For each entry below, write an exact copy and leave out the images.

===== Data extract =====

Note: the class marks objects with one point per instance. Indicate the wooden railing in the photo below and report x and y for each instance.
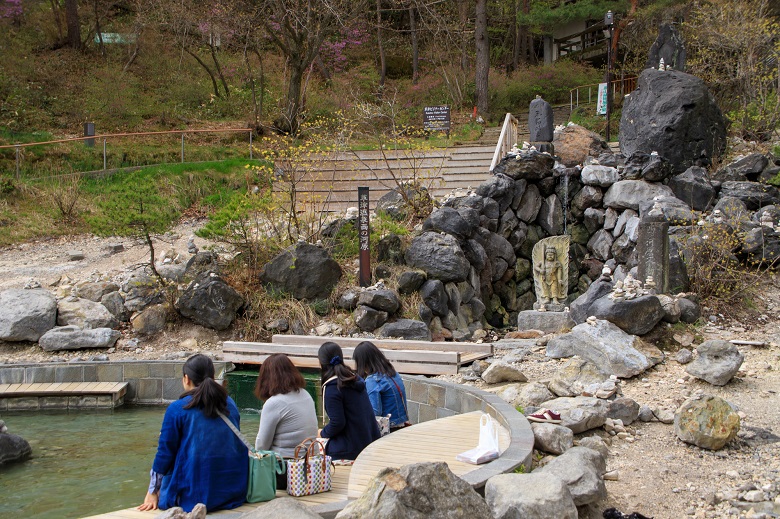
(506, 140)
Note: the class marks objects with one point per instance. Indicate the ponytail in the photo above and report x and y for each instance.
(208, 394)
(332, 364)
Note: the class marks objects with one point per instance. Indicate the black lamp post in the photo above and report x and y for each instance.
(609, 21)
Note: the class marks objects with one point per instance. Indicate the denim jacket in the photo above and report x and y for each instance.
(386, 398)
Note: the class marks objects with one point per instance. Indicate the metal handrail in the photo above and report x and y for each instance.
(506, 140)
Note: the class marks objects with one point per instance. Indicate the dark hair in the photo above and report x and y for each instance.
(278, 376)
(208, 394)
(332, 364)
(369, 360)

=====

Result |
Note: the class marks objects with one point per instance. Indicate the wooden railing in the photo below and report x and y for each instance.
(506, 140)
Note: the class marks objects with one point per instance. Indicate the ponytail in the photo above and report x and y for each instance.
(208, 394)
(332, 364)
Note: the class marks objects with one point per instance. Indicate the black lamp post in the photo above and report x and y for each instance.
(609, 21)
Note: the class marks objects with one point per instance. Indicate the denim jacket in the photo above and report x and y for each instance.
(386, 398)
Note: the class marks objects with one point per instance. Indicate the metal handrail in the photo above and report x and y for each instance.
(506, 140)
Note: the class marks objects with one point per instance. Indicate the dark hair in the photo above and report x and y for each instance.
(278, 376)
(208, 394)
(332, 364)
(369, 360)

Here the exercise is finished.